**DATA TO EXAMINE:**

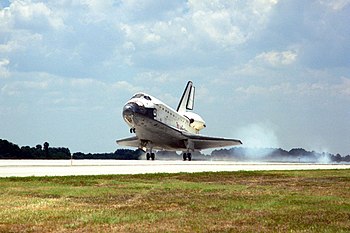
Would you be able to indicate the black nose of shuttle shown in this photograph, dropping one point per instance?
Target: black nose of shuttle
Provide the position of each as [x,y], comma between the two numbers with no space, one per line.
[130,109]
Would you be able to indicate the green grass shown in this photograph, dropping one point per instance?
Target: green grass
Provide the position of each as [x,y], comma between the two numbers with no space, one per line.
[277,201]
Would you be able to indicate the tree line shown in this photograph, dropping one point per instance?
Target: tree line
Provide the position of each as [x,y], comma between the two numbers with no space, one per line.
[9,150]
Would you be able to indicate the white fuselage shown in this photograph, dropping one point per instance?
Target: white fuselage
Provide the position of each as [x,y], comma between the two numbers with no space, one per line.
[159,111]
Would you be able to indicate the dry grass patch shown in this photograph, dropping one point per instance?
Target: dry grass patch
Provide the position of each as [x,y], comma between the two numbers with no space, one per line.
[282,201]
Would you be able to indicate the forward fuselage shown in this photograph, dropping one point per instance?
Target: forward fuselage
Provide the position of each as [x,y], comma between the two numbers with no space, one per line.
[148,116]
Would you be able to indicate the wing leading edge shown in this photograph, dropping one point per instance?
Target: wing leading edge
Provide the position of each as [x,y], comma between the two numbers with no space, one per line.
[202,142]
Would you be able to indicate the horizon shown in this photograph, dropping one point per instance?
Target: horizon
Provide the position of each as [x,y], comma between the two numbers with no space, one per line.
[268,72]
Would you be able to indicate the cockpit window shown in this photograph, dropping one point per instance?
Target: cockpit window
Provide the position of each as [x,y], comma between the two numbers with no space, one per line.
[136,96]
[141,95]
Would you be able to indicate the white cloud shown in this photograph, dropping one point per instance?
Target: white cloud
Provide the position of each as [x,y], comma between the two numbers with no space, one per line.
[4,71]
[276,58]
[24,14]
[335,5]
[299,89]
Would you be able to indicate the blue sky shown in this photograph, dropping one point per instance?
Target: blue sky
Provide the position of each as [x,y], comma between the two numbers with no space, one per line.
[272,73]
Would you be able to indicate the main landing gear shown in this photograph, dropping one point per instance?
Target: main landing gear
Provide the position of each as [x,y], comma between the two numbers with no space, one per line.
[186,156]
[150,156]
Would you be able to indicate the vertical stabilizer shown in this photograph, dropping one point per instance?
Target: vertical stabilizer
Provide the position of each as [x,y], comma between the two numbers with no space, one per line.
[187,99]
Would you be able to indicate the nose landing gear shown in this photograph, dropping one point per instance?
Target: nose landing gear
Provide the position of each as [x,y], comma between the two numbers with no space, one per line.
[150,156]
[186,156]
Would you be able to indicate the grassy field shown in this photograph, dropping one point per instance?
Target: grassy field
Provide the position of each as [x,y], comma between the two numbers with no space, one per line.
[277,201]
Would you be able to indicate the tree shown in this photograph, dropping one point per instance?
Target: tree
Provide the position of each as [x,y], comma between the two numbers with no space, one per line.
[46,149]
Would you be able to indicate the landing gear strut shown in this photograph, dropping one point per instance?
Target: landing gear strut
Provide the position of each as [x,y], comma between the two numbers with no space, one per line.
[150,156]
[186,156]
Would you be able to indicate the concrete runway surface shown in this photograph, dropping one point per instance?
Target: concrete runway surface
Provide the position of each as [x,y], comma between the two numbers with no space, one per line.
[9,168]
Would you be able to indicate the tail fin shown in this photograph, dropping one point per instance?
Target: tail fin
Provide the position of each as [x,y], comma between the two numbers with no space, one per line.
[187,99]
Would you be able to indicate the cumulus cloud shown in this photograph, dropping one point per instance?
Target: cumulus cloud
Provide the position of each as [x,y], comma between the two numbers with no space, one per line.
[276,58]
[335,5]
[24,14]
[4,71]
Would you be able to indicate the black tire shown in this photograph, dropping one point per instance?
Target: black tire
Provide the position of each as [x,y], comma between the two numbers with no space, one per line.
[189,156]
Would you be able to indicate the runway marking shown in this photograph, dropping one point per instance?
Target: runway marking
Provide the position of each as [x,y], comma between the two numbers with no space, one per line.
[10,168]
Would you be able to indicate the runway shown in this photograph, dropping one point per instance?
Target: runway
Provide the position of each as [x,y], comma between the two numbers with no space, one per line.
[23,168]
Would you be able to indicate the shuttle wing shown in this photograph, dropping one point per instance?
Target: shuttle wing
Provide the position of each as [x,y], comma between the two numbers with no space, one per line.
[174,139]
[132,142]
[202,142]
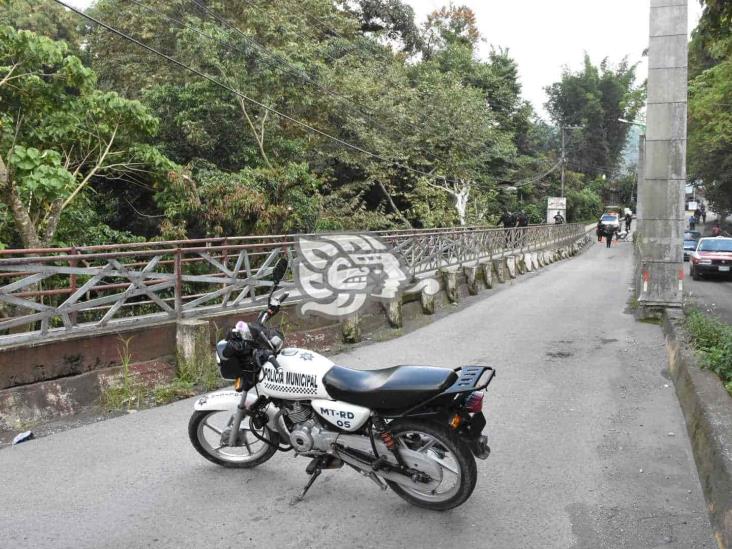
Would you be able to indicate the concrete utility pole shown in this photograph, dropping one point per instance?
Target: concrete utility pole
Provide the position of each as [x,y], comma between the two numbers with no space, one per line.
[564,155]
[661,189]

**INSTRUCTIONS TO FOLLOW:**
In the data above, find each line that uses the string "horizon". Copy it.

**RESPONSE TO THIS TASK:**
Would you be able to indicate the horizon shown in this photograph, dropping one point per instance?
Target: horizon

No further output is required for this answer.